STATED EXERCISE ▸
Quote the rows below word for word, from the line containing "of the wooden" through the end of the rows. Leave the pictures out.

>> Begin

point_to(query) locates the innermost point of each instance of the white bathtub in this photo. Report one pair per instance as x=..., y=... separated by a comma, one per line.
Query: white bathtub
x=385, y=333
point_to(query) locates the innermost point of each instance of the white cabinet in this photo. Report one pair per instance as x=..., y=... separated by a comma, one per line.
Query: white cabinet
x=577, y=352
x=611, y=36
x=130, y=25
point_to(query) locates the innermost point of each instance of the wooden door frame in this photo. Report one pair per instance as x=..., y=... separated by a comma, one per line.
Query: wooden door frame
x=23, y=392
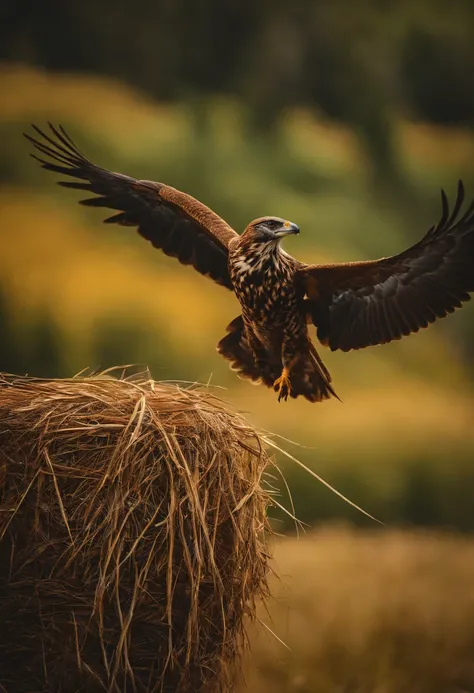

>> End

EXERCISE OUTPUT ▸
point_to(query) locates the innermost point of each instance of the wooden door frame in this photo. Report one pair per instance as x=..., y=... separated by a comma, one per line.
Query: wooden door frame
x=23, y=392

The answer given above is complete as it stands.